■ About this task
Starting from the line containing "Target: man with gray hair", give again every line through the end of the entries, word for word. Pictures stay out of the copy.

■ Dataset excerpts
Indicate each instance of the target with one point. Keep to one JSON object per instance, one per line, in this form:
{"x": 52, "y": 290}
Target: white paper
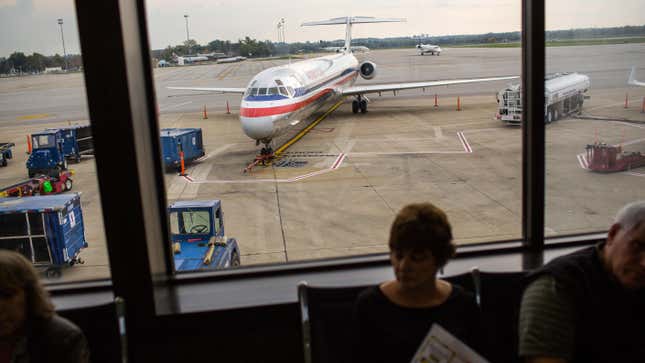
{"x": 439, "y": 346}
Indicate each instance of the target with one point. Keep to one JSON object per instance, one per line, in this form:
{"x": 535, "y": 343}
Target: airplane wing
{"x": 212, "y": 89}
{"x": 374, "y": 88}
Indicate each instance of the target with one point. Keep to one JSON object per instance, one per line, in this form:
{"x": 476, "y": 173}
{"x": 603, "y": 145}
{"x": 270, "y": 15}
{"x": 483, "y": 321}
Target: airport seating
{"x": 326, "y": 316}
{"x": 499, "y": 295}
{"x": 104, "y": 329}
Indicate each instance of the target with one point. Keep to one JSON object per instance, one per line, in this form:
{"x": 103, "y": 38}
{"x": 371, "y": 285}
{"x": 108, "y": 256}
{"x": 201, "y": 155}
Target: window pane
{"x": 43, "y": 108}
{"x": 336, "y": 191}
{"x": 593, "y": 117}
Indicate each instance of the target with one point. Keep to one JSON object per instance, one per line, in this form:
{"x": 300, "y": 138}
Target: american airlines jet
{"x": 632, "y": 79}
{"x": 429, "y": 48}
{"x": 281, "y": 98}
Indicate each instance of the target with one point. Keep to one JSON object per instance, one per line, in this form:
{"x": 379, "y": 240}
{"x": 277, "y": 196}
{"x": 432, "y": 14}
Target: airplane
{"x": 231, "y": 59}
{"x": 355, "y": 48}
{"x": 632, "y": 79}
{"x": 181, "y": 60}
{"x": 429, "y": 48}
{"x": 279, "y": 98}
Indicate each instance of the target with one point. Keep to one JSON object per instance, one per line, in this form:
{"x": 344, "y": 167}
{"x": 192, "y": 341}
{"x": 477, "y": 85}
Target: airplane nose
{"x": 257, "y": 128}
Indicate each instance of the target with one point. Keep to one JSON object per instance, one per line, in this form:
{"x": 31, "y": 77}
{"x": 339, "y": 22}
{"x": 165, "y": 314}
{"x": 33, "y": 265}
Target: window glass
{"x": 42, "y": 86}
{"x": 595, "y": 149}
{"x": 336, "y": 191}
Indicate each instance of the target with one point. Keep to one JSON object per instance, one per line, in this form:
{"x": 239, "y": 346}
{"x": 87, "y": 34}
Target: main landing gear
{"x": 359, "y": 104}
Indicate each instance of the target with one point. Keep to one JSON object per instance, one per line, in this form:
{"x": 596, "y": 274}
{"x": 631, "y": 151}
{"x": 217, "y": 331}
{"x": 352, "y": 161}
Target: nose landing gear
{"x": 359, "y": 104}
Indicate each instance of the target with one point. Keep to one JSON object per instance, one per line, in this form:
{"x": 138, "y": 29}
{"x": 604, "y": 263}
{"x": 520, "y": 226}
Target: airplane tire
{"x": 355, "y": 106}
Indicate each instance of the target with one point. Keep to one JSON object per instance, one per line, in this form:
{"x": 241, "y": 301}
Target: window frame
{"x": 122, "y": 106}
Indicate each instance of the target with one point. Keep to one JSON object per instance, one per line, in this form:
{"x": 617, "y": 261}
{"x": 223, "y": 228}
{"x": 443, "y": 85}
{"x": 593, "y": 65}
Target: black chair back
{"x": 104, "y": 329}
{"x": 326, "y": 318}
{"x": 500, "y": 294}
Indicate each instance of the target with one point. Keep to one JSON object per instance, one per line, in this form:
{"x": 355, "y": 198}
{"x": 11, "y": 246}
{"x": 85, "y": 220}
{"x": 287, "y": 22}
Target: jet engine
{"x": 367, "y": 69}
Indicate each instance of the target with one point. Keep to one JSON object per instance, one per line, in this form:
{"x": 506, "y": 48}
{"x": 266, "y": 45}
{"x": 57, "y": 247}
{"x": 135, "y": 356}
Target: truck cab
{"x": 47, "y": 156}
{"x": 198, "y": 238}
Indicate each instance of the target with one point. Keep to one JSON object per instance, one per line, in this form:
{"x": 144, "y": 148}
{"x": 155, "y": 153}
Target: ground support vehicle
{"x": 605, "y": 158}
{"x": 178, "y": 143}
{"x": 198, "y": 238}
{"x": 48, "y": 230}
{"x": 77, "y": 141}
{"x": 40, "y": 185}
{"x": 5, "y": 152}
{"x": 52, "y": 147}
{"x": 564, "y": 93}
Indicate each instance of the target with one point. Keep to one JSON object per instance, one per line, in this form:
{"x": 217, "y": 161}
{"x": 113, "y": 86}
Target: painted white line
{"x": 174, "y": 106}
{"x": 464, "y": 142}
{"x": 629, "y": 124}
{"x": 335, "y": 165}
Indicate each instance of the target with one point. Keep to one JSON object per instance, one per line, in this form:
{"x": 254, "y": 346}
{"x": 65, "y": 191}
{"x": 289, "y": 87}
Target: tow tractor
{"x": 198, "y": 238}
{"x": 605, "y": 158}
{"x": 40, "y": 185}
{"x": 5, "y": 152}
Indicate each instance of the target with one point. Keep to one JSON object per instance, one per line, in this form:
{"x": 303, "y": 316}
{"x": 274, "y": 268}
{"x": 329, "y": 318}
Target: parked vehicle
{"x": 5, "y": 152}
{"x": 564, "y": 93}
{"x": 39, "y": 185}
{"x": 48, "y": 230}
{"x": 198, "y": 238}
{"x": 52, "y": 147}
{"x": 174, "y": 142}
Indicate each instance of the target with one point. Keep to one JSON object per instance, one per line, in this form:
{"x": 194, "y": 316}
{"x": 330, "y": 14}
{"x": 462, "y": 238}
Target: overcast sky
{"x": 31, "y": 25}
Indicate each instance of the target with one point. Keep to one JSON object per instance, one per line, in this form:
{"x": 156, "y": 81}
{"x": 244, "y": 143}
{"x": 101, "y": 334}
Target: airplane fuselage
{"x": 279, "y": 98}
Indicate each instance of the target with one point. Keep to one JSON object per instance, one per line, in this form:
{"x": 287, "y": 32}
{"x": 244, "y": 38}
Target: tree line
{"x": 19, "y": 62}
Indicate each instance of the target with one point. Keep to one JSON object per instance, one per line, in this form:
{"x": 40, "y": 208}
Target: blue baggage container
{"x": 175, "y": 140}
{"x": 48, "y": 230}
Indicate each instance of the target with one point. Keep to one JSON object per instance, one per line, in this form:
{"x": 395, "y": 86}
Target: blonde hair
{"x": 16, "y": 272}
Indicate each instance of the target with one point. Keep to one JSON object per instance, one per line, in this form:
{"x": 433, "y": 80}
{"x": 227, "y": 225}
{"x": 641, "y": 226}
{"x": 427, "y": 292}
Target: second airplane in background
{"x": 281, "y": 98}
{"x": 429, "y": 48}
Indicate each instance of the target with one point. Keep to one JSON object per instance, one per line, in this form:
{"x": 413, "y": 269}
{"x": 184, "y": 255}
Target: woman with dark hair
{"x": 393, "y": 318}
{"x": 30, "y": 330}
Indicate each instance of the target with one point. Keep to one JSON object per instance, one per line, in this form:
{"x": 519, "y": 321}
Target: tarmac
{"x": 335, "y": 192}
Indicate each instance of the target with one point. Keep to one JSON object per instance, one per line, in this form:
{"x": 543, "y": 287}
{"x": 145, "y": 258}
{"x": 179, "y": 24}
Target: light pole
{"x": 187, "y": 36}
{"x": 62, "y": 37}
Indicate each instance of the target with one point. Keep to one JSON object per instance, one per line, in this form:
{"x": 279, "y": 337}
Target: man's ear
{"x": 613, "y": 231}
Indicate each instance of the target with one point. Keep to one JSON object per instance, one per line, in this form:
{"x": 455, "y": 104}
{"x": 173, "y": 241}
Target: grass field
{"x": 557, "y": 43}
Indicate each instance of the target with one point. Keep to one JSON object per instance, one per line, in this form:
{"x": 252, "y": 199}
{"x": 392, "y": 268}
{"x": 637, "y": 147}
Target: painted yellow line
{"x": 33, "y": 117}
{"x": 302, "y": 133}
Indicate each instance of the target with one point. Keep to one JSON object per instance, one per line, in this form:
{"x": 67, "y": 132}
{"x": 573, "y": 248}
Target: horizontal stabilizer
{"x": 353, "y": 20}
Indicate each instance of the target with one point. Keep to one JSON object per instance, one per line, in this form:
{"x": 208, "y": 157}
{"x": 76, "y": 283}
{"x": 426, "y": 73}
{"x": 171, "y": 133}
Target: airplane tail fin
{"x": 348, "y": 21}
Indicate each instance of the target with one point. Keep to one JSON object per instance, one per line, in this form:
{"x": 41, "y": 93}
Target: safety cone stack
{"x": 181, "y": 160}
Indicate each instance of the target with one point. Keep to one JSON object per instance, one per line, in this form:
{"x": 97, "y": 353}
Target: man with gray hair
{"x": 589, "y": 306}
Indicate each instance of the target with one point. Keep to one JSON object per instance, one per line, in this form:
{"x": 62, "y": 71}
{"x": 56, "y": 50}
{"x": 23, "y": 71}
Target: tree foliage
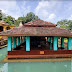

■ Solution
Target: man with gray hair
{"x": 589, "y": 306}
Indicate each instance of the target with one point. Keep to one JSON object per instance, one per line, in this form:
{"x": 62, "y": 71}
{"x": 56, "y": 50}
{"x": 23, "y": 71}
Target: tree foliage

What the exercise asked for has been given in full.